Bounding box annotation entries:
*****

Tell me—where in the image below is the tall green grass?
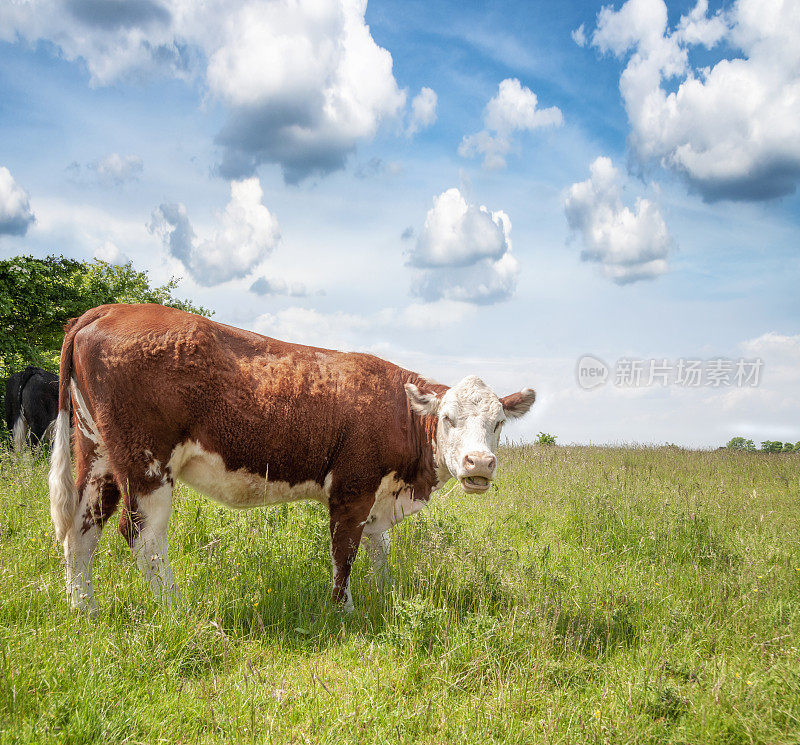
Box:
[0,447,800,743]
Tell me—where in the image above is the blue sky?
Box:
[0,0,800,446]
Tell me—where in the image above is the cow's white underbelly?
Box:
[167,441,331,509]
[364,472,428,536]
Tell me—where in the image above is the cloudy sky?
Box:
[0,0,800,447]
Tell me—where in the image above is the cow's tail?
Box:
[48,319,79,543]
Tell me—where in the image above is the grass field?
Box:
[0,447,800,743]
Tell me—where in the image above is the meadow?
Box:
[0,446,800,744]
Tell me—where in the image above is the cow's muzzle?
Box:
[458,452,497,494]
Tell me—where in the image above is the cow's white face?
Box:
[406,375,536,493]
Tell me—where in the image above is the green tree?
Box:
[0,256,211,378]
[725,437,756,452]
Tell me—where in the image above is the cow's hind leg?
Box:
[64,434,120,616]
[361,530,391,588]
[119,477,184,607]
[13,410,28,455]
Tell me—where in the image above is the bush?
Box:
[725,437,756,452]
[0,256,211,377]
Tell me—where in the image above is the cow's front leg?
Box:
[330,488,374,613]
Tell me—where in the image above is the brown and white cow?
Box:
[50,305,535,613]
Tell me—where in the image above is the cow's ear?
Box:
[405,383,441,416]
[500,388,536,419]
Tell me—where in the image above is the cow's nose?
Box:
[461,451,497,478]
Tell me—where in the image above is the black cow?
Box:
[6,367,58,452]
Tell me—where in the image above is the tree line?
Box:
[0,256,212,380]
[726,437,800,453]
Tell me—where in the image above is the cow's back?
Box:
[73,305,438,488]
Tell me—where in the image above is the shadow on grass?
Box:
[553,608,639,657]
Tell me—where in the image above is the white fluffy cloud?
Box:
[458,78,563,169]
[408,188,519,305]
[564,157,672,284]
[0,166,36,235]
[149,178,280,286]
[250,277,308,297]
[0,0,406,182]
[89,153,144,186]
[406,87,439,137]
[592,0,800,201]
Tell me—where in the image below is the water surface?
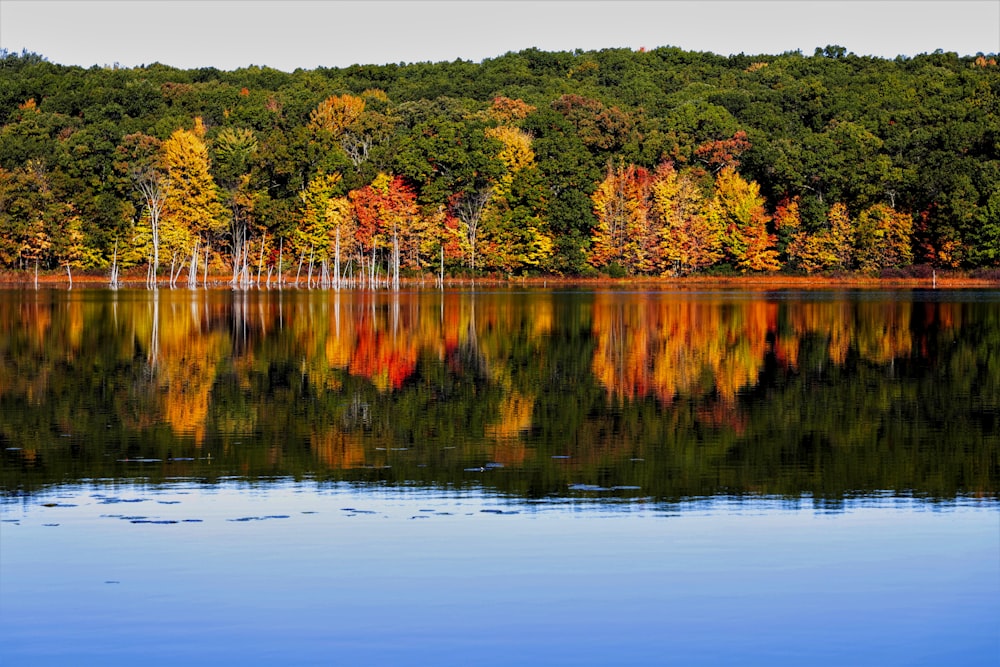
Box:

*****

DIRECTIVE: Print every line of the material above word for word, leaving out the pictures.

COMPLETE ANSWER:
Tell me—where in the image below is the tall green grass?
Box:
[0,447,800,743]
Tell me—where in the image above is the blue sky?
Box:
[0,0,800,446]
Tell me—where in the image above is the cow's white underbelly?
Box:
[167,441,331,509]
[364,472,428,536]
Tell me—where in the image above is the cloudy sky?
Box:
[0,0,800,447]
Tell me—where in the image above is the cow's tail?
Box:
[48,319,79,543]
Tell me—where in the image above is the grass field?
Box:
[0,447,800,743]
Tell me—where in the image above is the meadow?
Box:
[0,446,800,744]
Tell me—where in the image above is the cow's muzzle?
Box:
[458,452,497,494]
Tell me—where in the image above is the cow's white face?
Box:
[406,375,536,493]
Tell me—where in the image above is the green tree?
Box:
[0,256,211,378]
[725,437,756,452]
Tell me—where in the image above is the cow's hind leg?
Box:
[64,434,120,616]
[361,530,391,588]
[119,477,184,607]
[13,410,28,455]
Tell me—where in the image above is the bush?
Box:
[725,437,756,452]
[0,256,211,377]
Tell me—where in the image above is the cow's front leg?
Box:
[330,488,374,613]
Tell me—where in the image above is the brown and white cow?
Box:
[50,305,535,613]
Tell me—where in the image above is the cow's ear?
Box:
[405,383,441,416]
[500,388,536,419]
Tell me—where in the image above is the cow's nose?
Box:
[461,451,497,478]
Tell me—where in the image above is the black cow?
Box:
[6,367,58,452]
Tell me—where in the image above is the tree line?
Box:
[0,256,212,380]
[726,437,800,453]
Tell me—where in the image above is the cow's back?
Box:
[73,305,438,488]
Tell me—where in the image above is the shadow on grass?
Box:
[553,608,639,657]
Tell me—where in the image above is the white fluffy cloud?
Box:
[458,78,563,169]
[408,188,519,305]
[564,157,672,284]
[0,166,36,235]
[149,178,280,286]
[250,277,308,297]
[0,0,406,182]
[89,153,144,186]
[406,87,439,137]
[592,0,800,201]
Tell me—where in the image below is the water surface?
Box:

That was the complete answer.